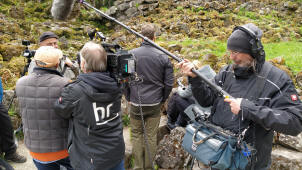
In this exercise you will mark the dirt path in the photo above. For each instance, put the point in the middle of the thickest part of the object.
(29, 165)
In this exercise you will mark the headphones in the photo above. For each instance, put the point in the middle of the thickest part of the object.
(257, 47)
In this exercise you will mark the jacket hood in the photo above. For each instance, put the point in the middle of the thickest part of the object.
(240, 41)
(101, 82)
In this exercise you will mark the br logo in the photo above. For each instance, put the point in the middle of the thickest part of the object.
(104, 113)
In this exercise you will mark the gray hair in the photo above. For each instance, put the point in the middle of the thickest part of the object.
(95, 57)
(148, 30)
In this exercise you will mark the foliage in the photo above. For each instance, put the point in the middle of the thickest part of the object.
(291, 51)
(126, 120)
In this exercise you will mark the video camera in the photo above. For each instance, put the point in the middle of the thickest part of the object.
(28, 53)
(120, 63)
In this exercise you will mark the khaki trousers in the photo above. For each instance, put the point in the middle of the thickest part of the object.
(139, 150)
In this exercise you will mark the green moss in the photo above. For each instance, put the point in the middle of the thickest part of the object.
(126, 120)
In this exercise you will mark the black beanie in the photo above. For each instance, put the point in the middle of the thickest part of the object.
(240, 41)
(47, 35)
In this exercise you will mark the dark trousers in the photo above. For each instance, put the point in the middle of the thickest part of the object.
(7, 142)
(175, 111)
(54, 165)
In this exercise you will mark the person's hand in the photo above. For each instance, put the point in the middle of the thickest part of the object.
(235, 104)
(186, 68)
(68, 62)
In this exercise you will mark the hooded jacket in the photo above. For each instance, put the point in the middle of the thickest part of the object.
(276, 109)
(44, 130)
(156, 71)
(93, 105)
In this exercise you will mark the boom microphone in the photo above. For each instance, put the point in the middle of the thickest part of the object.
(61, 9)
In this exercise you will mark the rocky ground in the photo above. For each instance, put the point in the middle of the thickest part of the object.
(29, 165)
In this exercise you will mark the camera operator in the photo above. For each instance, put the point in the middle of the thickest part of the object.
(261, 112)
(45, 133)
(93, 104)
(7, 142)
(66, 67)
(156, 71)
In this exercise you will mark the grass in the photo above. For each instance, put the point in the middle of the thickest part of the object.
(291, 51)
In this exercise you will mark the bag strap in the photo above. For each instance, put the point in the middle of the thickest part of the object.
(202, 140)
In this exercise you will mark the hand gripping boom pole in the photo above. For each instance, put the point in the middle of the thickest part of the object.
(203, 78)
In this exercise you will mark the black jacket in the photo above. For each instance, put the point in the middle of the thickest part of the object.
(93, 104)
(277, 109)
(156, 70)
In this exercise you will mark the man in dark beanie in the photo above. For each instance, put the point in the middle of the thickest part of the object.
(66, 67)
(260, 112)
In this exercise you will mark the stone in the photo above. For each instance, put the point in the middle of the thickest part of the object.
(285, 159)
(170, 154)
(112, 10)
(130, 12)
(123, 7)
(299, 79)
(294, 142)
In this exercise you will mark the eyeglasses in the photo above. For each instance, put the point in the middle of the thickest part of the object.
(234, 53)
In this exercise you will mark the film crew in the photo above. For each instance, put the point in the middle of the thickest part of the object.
(66, 67)
(45, 132)
(7, 142)
(183, 98)
(93, 105)
(156, 70)
(263, 110)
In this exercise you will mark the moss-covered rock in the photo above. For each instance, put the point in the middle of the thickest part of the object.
(10, 50)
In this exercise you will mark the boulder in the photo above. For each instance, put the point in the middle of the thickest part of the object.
(170, 154)
(285, 159)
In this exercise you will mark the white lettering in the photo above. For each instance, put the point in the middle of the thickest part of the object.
(103, 112)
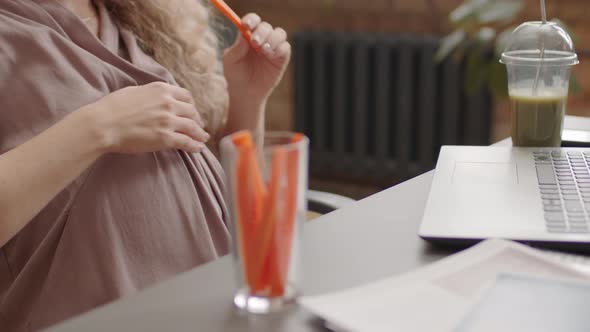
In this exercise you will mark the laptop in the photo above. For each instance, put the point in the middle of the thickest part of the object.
(539, 196)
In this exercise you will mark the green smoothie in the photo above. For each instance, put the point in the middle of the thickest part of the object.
(538, 120)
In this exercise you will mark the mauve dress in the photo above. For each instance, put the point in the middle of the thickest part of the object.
(126, 223)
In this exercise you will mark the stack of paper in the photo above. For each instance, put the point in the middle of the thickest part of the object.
(447, 295)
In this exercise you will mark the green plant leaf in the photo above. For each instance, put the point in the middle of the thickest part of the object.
(498, 78)
(502, 40)
(449, 44)
(499, 11)
(467, 11)
(575, 86)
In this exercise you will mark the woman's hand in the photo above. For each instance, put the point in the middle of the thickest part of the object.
(147, 118)
(254, 69)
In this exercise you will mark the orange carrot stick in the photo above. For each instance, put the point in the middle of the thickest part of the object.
(233, 17)
(250, 193)
(271, 213)
(286, 229)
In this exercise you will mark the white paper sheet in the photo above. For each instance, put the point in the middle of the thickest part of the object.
(437, 297)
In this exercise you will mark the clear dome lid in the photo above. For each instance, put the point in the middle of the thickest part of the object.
(531, 39)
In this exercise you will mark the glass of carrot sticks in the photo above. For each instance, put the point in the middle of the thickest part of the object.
(266, 191)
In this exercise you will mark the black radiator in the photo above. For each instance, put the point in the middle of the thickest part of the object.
(379, 107)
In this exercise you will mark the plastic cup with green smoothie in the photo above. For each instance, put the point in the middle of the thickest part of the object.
(539, 58)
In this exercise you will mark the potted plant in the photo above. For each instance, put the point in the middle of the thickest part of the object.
(481, 30)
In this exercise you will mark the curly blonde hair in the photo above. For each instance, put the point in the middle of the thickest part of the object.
(178, 35)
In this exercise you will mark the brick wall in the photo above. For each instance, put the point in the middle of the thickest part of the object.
(415, 16)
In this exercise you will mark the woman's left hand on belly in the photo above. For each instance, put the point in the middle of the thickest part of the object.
(253, 69)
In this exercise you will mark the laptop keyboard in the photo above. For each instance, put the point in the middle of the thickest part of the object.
(564, 182)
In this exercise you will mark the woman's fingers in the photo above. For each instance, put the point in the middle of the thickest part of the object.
(187, 110)
(191, 129)
(183, 142)
(251, 21)
(283, 51)
(276, 38)
(261, 34)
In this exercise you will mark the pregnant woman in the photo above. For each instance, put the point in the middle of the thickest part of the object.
(106, 111)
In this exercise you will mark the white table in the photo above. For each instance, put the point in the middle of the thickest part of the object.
(372, 239)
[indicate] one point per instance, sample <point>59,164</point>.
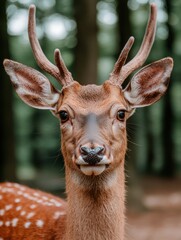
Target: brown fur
<point>95,195</point>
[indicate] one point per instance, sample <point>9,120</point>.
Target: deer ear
<point>32,86</point>
<point>149,84</point>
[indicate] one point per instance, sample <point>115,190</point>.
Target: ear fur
<point>32,86</point>
<point>149,84</point>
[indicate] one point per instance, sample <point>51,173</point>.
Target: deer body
<point>93,129</point>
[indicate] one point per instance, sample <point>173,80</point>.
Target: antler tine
<point>115,75</point>
<point>121,71</point>
<point>40,57</point>
<point>145,48</point>
<point>64,73</point>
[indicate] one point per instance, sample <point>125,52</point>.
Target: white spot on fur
<point>33,206</point>
<point>7,223</point>
<point>8,207</point>
<point>45,198</point>
<point>36,194</point>
<point>30,215</point>
<point>39,223</point>
<point>20,193</point>
<point>2,211</point>
<point>27,224</point>
<point>14,222</point>
<point>23,213</point>
<point>58,214</point>
<point>18,208</point>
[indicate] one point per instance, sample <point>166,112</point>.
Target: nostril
<point>92,156</point>
<point>99,150</point>
<point>84,150</point>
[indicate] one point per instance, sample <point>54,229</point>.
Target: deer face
<point>93,118</point>
<point>93,127</point>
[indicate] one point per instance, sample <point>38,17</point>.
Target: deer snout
<point>92,156</point>
<point>92,160</point>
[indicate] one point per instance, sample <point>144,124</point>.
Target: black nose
<point>92,156</point>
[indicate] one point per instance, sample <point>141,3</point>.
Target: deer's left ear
<point>32,86</point>
<point>149,84</point>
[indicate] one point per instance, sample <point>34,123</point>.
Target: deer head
<point>92,118</point>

PROBLEM TO SOLVE:
Leave out the pictures and print each record exactly as it stands.

FINISHED TASK:
In this exercise you will mark the dirt path in the photo above. For each instance, put the point in the middle of the thickest part of the object.
(29, 165)
In this exercise you will mark the headphones in the photo above. For each instance, put the point in the middle of the thickest part of the object.
(257, 47)
In this exercise you will mark the jacket hood in the photo above. For each instance, put the point in the middle of the thickest part of the object.
(240, 41)
(101, 82)
In this exercise you will mark the br logo in the photo above. For each instance, put the point in the middle of the thickest part of the object.
(104, 113)
In this exercise you will mark the gray hair in the photo above. For each instance, put the point in the middle of the thickest part of the object.
(95, 57)
(148, 30)
In this exercise you will mark the foliage in the photo above. For each instance, put the point in the middle of the thickest part of the object.
(291, 51)
(126, 120)
In this exercise you will mark the video camera in the photo above. For each instance, put the point in the middle of the thickest part of the object.
(28, 53)
(120, 63)
In this exercise you will mark the khaki trousers in the photo above. For each instance, put the point in the middle of the thickest part of the object.
(139, 150)
In this exercise you will mark the green moss in the photo above. For each instance, put the point in the middle of the thickest part of the object.
(126, 120)
In this exercise you will mark the black beanie in the photo above. For each instance, put the point in the middle of the thickest part of the object.
(240, 41)
(47, 35)
In this exercise you will mark the dark trousers in the photo above. For each instance, put the point in the middle of the thickest part of the object.
(7, 142)
(175, 111)
(54, 165)
In this exercise you will mark the person's hand in the photo above. For each instance, put the point in the middle of the thickest part of the object.
(235, 104)
(186, 68)
(68, 62)
In this exercise you will mark the hooded jacket in the photo above. For each instance, put the point in the middle of the thickest part of the object.
(276, 109)
(44, 130)
(156, 71)
(93, 105)
In this exercise you will mark the boom microphone in the photo above. For each instance, put the point in the middle of the thickest part of the object.
(61, 9)
In this exercise you will mark the rocky ground in the photo above. For each instance, put the point in the middle of the thickest part of the object.
(29, 165)
In this exercise you will mark the camera operator in the photo above. For each instance, put the point in the middle of the thickest part of the object.
(261, 112)
(45, 133)
(93, 104)
(7, 142)
(66, 67)
(156, 71)
In this exercise you will mark the grass in the photo above. For each instance, put the point in the middle of the thickest part of the object.
(291, 51)
In this exercise you will mark the bag strap in the photo above. For each instance, put the point in the middle of the thickest part of the object.
(202, 140)
In this exercise you will mark the hand gripping boom pole in the photo above. For each instance, put the point in the middle of the thickest part of the object.
(203, 78)
In this exercise you will mark the black jacket in the photo above. For each instance, put the point in the middle of the thickest part of the object.
(93, 104)
(277, 109)
(156, 70)
In this exercise you will mark the man in dark beanie in the photo above. For each instance, put the point in the middle of the thickest part of the object.
(66, 67)
(260, 112)
In this exercise you will mark the stone in the photo above. For each instance, put the point in the middle of the thickest part of the object.
(285, 159)
(170, 154)
(112, 10)
(130, 12)
(123, 7)
(299, 79)
(294, 142)
In this exercise you will mark the eyeglasses in the photo above. For each instance, put the point in the middle of the thickest part of the object.
(234, 53)
In this exercise you will mark the film crew in the photo above. For each instance, put the point in the middle of the thickest part of the object.
(66, 67)
(45, 132)
(7, 142)
(183, 98)
(93, 105)
(156, 70)
(263, 110)
In this exercise you will mark the moss-covered rock in the photo above. For each instance, put the point in the middle of the thickest part of the object.
(10, 50)
In this exercise you will mark the boulder in the photo above. For each instance, put the point in the middle of the thickest part of the object.
(170, 154)
(285, 159)
In this exercise you will mark the white lettering in the photo above. For each instance, put the point in the middle of the thickest part of the object.
(103, 112)
In this exercise you will mark the laptop in the photo above. For each instance, put the point in the middle of the thickest part of the object.
(539, 196)
In this exercise you will mark the green smoothie in the photo above. For each instance, put the point in the middle of the thickest part of the object.
(538, 120)
In this exercise you will mark the mauve dress in the photo above. For each instance, put the point in the middle of the thickest part of the object.
(126, 223)
In this exercise you will mark the stack of paper in the photo above. For each instance, put the point in the middle of the thickest part of the object.
(447, 295)
In this exercise you will mark the green plant leaf in the photo above. For each instance, put the point in the middle of the thickest part of the object.
(498, 78)
(502, 40)
(449, 44)
(499, 11)
(467, 11)
(575, 86)
In this exercise you will mark the woman's hand in the photo above. For each instance, put the point in the middle of the thickest part of the object.
(147, 118)
(254, 69)
In this exercise you will mark the orange carrot stick in the photo above. For each instance, put the point in the middle of the thickest part of the object.
(233, 17)
(250, 193)
(271, 213)
(286, 229)
In this exercise you will mark the white paper sheet in the photo above. For each instance, put the point in the middle of the thickest part of the object.
(437, 297)
In this exercise you will mark the clear dome lid in the photo above. For each instance, put the point in the middle of the thickest part of the object.
(531, 39)
In this exercise you will mark the glass of carrot sticks in the photo above. For each instance, put the point in the middle of the thickest part of the object.
(266, 191)
In this exercise you will mark the black radiator in the photo above. For each instance, put the point in the middle of the thickest part of the object.
(379, 107)
In this exercise you will mark the plastic cup with green smoothie in the photo above. For each instance, put the point in the middle of the thickest part of the object.
(539, 58)
In this exercise you will mark the potted plant in the photo above. For each instance, put the point in the middle of the thickest part of the object.
(481, 30)
In this exercise you will mark the curly blonde hair in the photo above. For each instance, put the point in the middle of the thickest part of the object.
(178, 35)
In this exercise you will mark the brick wall in the photo above. For each instance, put the point in the middle of the thickest part of the object.
(415, 16)
In this exercise you will mark the woman's left hand on belly in the photo above. For each instance, put the point in the middle of the thickest part of the object.
(253, 69)
In this exercise you will mark the laptop keyboard in the photo above. For each instance, put the point in the middle of the thickest part of the object.
(564, 182)
In this exercise you will mark the woman's fingers in the photo above. For each instance, put the point in the middle of the thickest part of the object.
(187, 110)
(191, 129)
(183, 142)
(251, 21)
(283, 51)
(276, 38)
(261, 34)
In this exercise you will mark the pregnant woman in the photo above. For each instance, put the point in the middle of the thickest part of the object.
(106, 111)
In this exercise you will mark the white table in the photo above. For each instance, put the point in the middle of the thickest part of the object.
(372, 239)
[indicate] one point per instance, sample <point>59,164</point>.
Target: brown fur
<point>95,195</point>
[indicate] one point per instance, sample <point>9,120</point>.
Target: deer ear
<point>32,86</point>
<point>149,84</point>
[indicate] one point per instance, sample <point>115,190</point>.
Target: ear fur
<point>32,86</point>
<point>149,84</point>
[indicate] one point per instance, sample <point>51,173</point>.
Target: deer body
<point>93,129</point>
[indicate] one point per instance, sample <point>173,80</point>.
Target: antler tine
<point>115,75</point>
<point>121,71</point>
<point>40,57</point>
<point>145,48</point>
<point>64,73</point>
[indicate] one point per instance, sample <point>125,52</point>.
Target: white spot on fur
<point>33,206</point>
<point>7,223</point>
<point>8,207</point>
<point>45,198</point>
<point>36,194</point>
<point>30,215</point>
<point>39,223</point>
<point>20,193</point>
<point>2,211</point>
<point>27,224</point>
<point>14,222</point>
<point>23,213</point>
<point>58,214</point>
<point>18,208</point>
[indicate] one point per instance, sample <point>166,112</point>.
Target: nostril
<point>92,156</point>
<point>99,150</point>
<point>84,150</point>
[indicate] one point per instance, sample <point>54,229</point>.
Target: deer face
<point>93,118</point>
<point>93,127</point>
[indicate] one point per instance, sample <point>38,17</point>.
Target: deer snout
<point>92,156</point>
<point>92,160</point>
[indicate] one point per instance, sample <point>144,124</point>.
Target: black nose
<point>92,156</point>
[indicate] one point per instance, sample <point>141,3</point>.
Target: deer's left ear
<point>32,86</point>
<point>149,84</point>
[indicate] one point per instance, sample <point>34,123</point>.
Target: deer head
<point>92,118</point>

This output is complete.